---------- Source extract
Average at your own risk. The pitfalls and perils of average utility charges

demand charges impact TOU rates energy savings kw engineering energy sustainability consultants

Average at your own risk. The pitfalls and perils of average utility charges

Averages hide things, blending together the highs and the lows arriving at something in the middle. But the end result is a product that doesn’t accurately reflect the diversity of the whole which can be a BIG problem when it comes to estimating savings for an energy efficiency project.

Great examples that avoid problematic averages are the TMY3 and CZ2010 weather data sets. It may seam reasonable to average daily weather data based on historic norms and make that a weather data set, but in practice, doing so would ignore hot streaks and cold snaps – events that test the design limits of HVAC systems. The developers of the TMY3 and CZ2010 datasets realized this and instead avoided averaging to develop standard data sets that reflects the variability of the weather.

People know averages may be a good idea when it comes to figuring out how many bags of Snickers or Twix to stock up on for Halloween, but we certainly know that such averages don’t hold up when the stakes are higher. Like, perhaps, spending $100K on exterior lighting upgrade or dropping $500K on a new chiller.

I’m often surprised by how many audits and energy analyses I review still rely on average utility costs. These projects focus on investment grade projects – significant outlays of capital – and rely on savings calculations that are often too simple.
--------------------
---------- Records for processing
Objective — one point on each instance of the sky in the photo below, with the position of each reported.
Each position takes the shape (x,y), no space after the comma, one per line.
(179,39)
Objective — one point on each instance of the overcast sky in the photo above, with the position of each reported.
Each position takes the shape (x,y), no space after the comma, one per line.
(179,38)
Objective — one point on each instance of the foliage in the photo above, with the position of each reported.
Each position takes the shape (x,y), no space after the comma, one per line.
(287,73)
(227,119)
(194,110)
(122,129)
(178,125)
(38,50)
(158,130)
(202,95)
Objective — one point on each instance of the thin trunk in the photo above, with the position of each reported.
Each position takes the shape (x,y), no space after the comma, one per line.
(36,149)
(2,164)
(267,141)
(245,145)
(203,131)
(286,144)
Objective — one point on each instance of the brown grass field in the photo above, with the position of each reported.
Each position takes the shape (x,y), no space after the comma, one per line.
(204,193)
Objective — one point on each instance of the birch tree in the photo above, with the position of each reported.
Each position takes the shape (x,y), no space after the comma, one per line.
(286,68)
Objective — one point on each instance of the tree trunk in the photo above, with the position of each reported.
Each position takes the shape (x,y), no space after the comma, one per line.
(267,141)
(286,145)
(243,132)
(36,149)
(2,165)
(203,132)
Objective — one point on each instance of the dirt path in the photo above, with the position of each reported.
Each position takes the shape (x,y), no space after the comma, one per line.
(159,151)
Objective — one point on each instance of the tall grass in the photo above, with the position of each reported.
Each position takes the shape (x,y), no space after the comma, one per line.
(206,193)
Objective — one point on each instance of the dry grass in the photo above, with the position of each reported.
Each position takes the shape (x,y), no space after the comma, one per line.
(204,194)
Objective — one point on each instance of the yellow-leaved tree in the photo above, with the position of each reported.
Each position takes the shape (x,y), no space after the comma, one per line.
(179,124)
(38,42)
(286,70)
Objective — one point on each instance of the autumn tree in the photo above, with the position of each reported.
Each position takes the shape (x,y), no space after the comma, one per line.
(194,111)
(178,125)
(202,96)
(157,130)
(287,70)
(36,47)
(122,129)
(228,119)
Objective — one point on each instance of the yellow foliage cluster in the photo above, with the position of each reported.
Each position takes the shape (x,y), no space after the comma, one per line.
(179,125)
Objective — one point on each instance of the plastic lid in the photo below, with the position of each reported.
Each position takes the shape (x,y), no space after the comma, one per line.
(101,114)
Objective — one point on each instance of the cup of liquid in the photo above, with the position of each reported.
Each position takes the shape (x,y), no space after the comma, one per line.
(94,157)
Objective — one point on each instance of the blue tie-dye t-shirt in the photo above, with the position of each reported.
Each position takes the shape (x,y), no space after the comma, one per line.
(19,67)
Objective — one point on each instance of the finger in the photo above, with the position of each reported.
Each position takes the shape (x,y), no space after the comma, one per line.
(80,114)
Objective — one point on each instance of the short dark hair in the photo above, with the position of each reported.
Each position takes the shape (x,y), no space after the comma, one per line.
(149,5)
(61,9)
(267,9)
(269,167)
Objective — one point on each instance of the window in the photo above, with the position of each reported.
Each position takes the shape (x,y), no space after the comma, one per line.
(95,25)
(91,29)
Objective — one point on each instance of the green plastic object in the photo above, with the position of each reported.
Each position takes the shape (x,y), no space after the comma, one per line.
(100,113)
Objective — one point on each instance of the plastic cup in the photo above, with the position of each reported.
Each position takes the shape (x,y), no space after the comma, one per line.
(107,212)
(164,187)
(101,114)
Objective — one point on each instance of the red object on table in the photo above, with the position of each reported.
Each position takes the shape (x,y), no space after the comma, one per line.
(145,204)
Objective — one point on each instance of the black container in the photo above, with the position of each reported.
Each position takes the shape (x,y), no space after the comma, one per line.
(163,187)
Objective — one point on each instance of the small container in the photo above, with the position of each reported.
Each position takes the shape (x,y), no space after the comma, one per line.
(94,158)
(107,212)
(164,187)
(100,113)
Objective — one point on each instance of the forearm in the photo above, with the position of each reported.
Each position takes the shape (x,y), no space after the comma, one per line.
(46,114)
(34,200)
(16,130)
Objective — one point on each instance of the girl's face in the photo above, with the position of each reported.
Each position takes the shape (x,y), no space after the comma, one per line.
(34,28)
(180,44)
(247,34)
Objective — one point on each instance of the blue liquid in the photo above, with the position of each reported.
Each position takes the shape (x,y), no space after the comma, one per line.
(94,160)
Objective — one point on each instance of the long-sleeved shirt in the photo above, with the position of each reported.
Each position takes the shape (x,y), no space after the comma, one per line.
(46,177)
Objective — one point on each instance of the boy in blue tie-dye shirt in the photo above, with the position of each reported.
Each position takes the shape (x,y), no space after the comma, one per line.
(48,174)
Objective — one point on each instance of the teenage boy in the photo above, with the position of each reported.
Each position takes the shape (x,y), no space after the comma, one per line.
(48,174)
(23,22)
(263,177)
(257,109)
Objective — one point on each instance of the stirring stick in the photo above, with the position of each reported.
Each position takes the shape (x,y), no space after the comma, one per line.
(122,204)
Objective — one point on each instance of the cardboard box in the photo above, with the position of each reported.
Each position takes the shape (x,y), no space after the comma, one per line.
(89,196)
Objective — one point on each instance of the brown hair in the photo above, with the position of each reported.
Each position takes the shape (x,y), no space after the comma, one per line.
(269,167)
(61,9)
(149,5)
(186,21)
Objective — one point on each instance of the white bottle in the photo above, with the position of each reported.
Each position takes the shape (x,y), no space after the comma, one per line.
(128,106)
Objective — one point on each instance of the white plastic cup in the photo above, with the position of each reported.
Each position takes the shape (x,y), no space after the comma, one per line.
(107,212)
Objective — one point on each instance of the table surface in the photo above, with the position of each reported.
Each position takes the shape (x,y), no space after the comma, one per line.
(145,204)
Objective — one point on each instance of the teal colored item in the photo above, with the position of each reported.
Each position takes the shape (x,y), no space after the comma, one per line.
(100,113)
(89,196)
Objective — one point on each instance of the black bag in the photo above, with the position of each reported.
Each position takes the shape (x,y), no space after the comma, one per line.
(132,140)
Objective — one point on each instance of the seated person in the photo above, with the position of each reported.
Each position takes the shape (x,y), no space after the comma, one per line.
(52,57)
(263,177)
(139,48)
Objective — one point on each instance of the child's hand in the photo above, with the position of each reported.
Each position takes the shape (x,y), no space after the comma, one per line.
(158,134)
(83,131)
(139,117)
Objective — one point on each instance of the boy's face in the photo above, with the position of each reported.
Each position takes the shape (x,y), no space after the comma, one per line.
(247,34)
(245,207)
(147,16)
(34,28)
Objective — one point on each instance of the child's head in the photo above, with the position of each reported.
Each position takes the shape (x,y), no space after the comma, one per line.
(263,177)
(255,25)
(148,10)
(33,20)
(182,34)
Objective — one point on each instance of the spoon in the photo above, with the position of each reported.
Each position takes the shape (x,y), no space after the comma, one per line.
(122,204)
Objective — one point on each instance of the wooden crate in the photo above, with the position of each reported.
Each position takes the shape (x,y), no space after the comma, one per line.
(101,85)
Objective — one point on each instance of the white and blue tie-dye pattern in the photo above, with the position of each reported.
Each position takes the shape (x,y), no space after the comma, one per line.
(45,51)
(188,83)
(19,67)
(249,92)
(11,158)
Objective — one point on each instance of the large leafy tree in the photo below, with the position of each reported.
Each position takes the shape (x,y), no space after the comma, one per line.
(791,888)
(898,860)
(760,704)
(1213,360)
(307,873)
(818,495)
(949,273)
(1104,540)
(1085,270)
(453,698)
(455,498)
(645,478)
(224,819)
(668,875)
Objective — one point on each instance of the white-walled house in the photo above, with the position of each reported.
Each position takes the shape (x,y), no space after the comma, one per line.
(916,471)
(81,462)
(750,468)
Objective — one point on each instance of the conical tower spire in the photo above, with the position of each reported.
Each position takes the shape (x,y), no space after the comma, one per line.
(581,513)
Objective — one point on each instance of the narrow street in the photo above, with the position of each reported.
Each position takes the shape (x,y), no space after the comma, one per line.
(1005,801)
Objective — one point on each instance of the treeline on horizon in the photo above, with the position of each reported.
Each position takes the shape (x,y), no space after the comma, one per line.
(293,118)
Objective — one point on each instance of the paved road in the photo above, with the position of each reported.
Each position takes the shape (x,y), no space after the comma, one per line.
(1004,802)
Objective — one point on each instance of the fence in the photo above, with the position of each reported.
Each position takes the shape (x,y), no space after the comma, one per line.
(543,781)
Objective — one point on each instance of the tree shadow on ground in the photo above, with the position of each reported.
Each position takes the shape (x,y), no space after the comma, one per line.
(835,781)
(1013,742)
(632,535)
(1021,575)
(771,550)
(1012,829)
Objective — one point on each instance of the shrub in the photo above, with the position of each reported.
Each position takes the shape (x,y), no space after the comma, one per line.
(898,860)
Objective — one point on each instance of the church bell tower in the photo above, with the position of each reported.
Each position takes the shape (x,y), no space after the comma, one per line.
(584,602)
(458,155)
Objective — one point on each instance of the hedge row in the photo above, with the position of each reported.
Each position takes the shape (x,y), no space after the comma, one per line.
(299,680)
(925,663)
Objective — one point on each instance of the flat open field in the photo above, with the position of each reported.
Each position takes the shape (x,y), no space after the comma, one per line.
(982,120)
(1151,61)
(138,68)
--------------------
#### [What you will do]
- 1) Reproduce the passage of the utility-charges article starting with "demand charges impact" and going on through "energy efficiency project.".
- 2) Collect every line of the listing that contains the string "white", and copy each one.
The utility-charges article and the listing are independent of each other.

#### [Answers to the exercise]
- 1)
demand charges impact TOU rates energy savings kw engineering energy sustainability consultants

Average at your own risk. The pitfalls and perils of average utility charges

Averages hide things, blending together the highs and the lows arriving at something in the middle. But the end result is a product that doesn’t accurately reflect the diversity of the whole which can be a BIG problem when it comes to estimating savings for an energy efficiency project.

- 2)
Objective — one point on each instance of the white bottle in the photo above, with the position of each reported.
Objective — one point on each instance of the white plastic cup in the photo above, with the position of each reported.
Objective — one point on each instance of the white and blue tie-dye pattern in the photo above, with the position of each reported.
Objective — one point on each instance of the white-walled house in the photo above, with the position of each reported.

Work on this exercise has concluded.